**Objective A**:
In the passage on Ivy Tech's incoming president, what reason does Ellspermann give for not being satisfied with full-time student completion?
**Objective B**:
Quote the passage on Ivy Tech's incoming president from "She said her" up to and including "and future workforce.".

Ellspermann, who said her role as president will be about “blowing barriers out of the way” to help faculty and staff implement change, will start July 1, replacing retiring president Tom Snyder.

She said her key focuses will be on increasing the number of Ivy Tech students who complete their degrees—and do so on time—as well as aligning the school's programs with Indiana’s current and future workforce.

“We have a lot of work to do if we’re going to meet the needs here in Indiana,” Ellspermann said. “We are not satisfied with the full-time student completion where 1 in 4 full-time students (finish) in four years. We may not reach 100 percent but we cannot rest until most of our students are reaching that completion on their expected timeline.”

Ellspermann will be the ninth president of Ivy Tech. Snyder started in 2007 and was paid $300,000 for the job last year. It is not yet clear how much Ellspermann will be paid for the job and how long her contract will last. Negotiations on her contract will begin now and will come up for a vote at Ivy Tech’s board meeting in June, according to board chairwoman Paula Hughes.

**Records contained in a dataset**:
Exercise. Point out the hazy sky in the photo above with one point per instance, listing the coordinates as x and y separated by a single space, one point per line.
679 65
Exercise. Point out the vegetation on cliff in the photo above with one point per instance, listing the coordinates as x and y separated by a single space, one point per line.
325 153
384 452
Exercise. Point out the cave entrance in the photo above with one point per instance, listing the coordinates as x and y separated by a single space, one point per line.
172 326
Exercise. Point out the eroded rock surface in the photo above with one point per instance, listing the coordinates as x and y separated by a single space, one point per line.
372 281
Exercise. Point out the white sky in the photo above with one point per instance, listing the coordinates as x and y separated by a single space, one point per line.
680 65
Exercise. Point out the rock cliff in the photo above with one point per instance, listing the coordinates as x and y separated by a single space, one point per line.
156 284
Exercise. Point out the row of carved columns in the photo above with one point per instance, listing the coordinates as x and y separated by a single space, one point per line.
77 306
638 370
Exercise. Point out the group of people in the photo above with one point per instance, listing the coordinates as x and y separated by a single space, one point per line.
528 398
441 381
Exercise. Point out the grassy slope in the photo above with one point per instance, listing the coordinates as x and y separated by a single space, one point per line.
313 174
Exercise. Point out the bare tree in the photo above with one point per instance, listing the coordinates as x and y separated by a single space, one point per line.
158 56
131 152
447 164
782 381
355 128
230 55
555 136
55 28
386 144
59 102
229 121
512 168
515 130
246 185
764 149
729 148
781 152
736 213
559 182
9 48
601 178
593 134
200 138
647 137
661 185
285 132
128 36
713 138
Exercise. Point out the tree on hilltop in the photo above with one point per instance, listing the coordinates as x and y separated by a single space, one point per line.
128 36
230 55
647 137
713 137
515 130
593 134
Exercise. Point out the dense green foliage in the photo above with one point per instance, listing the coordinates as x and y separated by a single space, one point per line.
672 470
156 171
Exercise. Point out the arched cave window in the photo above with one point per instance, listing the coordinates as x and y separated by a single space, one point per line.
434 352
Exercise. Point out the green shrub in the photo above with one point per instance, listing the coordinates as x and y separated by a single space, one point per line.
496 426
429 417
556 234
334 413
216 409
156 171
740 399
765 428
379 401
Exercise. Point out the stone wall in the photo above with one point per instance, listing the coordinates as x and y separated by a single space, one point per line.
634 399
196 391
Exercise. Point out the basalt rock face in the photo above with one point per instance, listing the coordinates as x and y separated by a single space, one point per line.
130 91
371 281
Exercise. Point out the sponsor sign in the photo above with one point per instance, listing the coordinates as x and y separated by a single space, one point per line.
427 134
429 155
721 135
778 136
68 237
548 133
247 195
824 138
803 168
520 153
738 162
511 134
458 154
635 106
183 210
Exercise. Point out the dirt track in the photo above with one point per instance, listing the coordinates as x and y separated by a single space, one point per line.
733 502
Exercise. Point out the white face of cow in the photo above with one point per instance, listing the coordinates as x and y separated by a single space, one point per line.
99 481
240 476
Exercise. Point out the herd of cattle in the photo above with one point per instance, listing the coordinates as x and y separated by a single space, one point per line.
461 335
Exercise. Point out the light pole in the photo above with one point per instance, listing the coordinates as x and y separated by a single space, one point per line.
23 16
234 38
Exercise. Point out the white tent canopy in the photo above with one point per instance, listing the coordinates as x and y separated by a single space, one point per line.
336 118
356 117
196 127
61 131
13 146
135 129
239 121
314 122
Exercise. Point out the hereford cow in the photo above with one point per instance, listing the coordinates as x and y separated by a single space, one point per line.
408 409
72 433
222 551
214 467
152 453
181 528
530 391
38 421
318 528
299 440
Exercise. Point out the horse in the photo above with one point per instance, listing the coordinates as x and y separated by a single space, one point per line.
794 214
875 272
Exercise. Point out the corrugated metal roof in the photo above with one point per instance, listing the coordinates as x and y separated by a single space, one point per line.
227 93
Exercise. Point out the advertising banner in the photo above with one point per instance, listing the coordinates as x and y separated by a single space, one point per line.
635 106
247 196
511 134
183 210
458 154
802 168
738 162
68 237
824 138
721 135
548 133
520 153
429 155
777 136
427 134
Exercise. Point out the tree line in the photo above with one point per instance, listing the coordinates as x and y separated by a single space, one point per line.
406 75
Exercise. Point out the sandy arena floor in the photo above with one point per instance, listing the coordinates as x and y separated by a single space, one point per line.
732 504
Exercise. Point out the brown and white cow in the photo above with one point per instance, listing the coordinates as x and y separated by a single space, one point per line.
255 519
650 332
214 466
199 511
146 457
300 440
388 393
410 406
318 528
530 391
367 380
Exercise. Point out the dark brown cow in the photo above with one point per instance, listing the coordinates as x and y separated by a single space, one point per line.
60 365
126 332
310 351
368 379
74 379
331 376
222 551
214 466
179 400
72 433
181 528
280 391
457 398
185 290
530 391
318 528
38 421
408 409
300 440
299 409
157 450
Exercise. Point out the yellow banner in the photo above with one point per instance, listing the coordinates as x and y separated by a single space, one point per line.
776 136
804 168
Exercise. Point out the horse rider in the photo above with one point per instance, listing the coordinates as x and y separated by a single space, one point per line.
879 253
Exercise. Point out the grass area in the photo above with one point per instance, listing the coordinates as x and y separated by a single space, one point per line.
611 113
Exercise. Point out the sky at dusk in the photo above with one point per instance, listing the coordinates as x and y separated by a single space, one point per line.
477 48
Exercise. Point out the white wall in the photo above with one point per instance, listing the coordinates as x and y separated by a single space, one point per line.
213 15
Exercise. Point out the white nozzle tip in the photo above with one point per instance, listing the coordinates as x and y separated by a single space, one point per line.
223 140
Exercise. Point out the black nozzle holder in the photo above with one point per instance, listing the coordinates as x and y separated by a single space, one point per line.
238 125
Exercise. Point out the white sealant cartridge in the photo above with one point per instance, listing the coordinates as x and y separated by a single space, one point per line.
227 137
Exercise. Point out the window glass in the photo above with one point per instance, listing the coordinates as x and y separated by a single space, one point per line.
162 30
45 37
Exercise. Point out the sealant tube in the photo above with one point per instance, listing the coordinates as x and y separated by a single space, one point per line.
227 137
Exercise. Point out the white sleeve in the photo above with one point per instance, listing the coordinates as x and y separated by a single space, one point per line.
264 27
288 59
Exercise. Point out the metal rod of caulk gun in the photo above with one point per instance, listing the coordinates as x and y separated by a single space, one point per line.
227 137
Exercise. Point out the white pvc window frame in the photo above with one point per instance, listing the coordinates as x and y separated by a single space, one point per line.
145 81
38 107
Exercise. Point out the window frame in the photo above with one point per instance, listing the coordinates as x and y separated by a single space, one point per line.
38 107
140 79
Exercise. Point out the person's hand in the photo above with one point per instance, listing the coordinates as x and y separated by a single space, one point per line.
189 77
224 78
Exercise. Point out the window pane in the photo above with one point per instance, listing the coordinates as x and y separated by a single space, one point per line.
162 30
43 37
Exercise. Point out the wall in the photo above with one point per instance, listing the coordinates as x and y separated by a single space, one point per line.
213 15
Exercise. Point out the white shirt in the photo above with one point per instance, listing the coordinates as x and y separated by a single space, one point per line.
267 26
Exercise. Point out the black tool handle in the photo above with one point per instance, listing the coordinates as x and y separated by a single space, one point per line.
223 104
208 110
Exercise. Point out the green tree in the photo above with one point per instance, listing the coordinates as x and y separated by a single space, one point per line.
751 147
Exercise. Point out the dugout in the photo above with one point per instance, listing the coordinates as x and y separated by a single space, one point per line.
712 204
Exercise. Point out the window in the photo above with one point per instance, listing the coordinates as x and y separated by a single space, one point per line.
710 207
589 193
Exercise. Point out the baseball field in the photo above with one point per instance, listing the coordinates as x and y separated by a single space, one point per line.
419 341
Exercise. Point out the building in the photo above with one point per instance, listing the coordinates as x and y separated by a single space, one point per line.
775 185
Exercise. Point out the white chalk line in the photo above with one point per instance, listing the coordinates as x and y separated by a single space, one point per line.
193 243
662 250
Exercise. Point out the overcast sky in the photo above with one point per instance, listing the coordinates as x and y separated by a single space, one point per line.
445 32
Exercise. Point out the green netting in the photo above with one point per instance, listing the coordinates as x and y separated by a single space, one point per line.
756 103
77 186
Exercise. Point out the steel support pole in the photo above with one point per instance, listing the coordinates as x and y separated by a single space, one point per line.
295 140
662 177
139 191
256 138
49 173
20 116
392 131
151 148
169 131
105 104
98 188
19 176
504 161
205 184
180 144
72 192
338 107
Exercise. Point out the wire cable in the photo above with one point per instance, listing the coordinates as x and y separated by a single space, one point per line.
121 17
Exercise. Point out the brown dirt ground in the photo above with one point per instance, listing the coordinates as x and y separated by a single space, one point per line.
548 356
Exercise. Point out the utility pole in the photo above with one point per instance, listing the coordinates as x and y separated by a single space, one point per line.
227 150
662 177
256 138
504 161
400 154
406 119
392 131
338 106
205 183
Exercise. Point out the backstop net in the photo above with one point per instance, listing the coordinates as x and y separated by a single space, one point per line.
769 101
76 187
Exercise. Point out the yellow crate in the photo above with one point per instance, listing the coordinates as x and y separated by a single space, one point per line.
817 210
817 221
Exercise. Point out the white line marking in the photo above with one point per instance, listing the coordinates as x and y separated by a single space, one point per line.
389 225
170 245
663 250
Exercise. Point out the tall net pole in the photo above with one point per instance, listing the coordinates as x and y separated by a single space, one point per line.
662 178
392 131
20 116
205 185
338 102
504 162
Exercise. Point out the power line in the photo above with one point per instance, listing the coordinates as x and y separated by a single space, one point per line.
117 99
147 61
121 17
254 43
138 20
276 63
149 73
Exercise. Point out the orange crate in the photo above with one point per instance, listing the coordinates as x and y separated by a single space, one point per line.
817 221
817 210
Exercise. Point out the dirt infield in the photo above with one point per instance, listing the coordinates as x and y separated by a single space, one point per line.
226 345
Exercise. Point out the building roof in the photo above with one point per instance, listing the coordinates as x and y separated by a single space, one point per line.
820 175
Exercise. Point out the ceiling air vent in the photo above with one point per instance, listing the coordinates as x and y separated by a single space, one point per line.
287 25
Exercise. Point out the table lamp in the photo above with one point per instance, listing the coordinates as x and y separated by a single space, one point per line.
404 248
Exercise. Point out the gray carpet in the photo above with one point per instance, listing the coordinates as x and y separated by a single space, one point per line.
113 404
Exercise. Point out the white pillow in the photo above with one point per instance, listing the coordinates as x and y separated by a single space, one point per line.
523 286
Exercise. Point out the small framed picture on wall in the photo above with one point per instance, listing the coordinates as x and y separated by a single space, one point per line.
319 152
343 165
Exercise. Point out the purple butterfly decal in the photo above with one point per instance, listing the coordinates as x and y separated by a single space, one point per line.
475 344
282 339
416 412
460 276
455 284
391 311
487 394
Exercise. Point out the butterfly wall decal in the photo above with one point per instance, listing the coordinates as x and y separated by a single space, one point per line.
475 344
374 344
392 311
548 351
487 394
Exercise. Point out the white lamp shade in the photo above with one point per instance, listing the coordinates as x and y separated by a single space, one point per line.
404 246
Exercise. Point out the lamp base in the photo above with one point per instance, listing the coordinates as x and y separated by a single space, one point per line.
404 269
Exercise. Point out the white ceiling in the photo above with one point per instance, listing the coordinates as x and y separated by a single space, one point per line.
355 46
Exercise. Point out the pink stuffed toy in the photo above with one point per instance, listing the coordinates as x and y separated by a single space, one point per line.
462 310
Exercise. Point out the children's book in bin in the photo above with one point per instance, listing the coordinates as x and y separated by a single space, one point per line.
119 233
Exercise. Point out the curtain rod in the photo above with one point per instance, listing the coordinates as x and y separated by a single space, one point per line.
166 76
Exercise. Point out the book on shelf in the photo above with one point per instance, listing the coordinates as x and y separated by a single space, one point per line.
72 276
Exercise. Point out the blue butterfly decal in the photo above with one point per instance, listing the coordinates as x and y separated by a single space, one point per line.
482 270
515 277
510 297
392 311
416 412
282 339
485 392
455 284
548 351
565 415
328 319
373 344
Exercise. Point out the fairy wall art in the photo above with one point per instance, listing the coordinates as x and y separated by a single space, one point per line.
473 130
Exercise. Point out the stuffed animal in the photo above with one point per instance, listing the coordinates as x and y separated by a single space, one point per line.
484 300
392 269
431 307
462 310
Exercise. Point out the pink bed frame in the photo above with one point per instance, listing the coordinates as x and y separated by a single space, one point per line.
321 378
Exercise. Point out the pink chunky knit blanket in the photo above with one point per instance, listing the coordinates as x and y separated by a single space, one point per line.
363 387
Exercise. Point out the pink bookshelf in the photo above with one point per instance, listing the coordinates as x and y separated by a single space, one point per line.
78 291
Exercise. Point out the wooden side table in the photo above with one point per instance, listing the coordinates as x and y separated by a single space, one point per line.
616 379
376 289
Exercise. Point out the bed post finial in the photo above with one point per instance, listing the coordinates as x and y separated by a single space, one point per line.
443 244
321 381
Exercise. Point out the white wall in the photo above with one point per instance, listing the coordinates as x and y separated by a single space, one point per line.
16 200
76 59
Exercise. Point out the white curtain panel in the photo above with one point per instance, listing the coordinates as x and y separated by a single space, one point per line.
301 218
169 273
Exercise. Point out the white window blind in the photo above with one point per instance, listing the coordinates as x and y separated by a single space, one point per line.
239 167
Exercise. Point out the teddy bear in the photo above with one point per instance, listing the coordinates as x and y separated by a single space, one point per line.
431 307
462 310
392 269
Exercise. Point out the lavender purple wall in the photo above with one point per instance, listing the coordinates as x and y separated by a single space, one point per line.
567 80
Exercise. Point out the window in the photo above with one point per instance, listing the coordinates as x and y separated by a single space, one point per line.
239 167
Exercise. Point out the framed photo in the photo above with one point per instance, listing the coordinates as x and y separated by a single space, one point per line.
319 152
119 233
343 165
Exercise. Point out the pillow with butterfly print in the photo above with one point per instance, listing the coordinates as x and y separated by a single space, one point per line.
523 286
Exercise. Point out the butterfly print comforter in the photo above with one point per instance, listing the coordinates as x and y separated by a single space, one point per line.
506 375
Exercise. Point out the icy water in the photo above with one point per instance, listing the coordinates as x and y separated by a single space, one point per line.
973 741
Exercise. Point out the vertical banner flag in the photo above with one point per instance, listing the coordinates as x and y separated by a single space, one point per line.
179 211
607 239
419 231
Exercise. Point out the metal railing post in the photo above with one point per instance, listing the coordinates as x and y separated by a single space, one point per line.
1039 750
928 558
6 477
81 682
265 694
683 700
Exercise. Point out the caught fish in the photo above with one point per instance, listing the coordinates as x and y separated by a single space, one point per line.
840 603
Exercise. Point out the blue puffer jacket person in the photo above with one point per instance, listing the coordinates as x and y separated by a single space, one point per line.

**Written solution A**:
She is not satisfied because only 1 in 4 full-time students finish in four years. She says the school cannot rest until most of its students complete on their expected timeline.

**Written solution B**:
She said her key focuses will be on increasing the number of Ivy Tech students who complete their degrees—and do so on time—as well as aligning the school's programs with Indiana’s current and future workforce.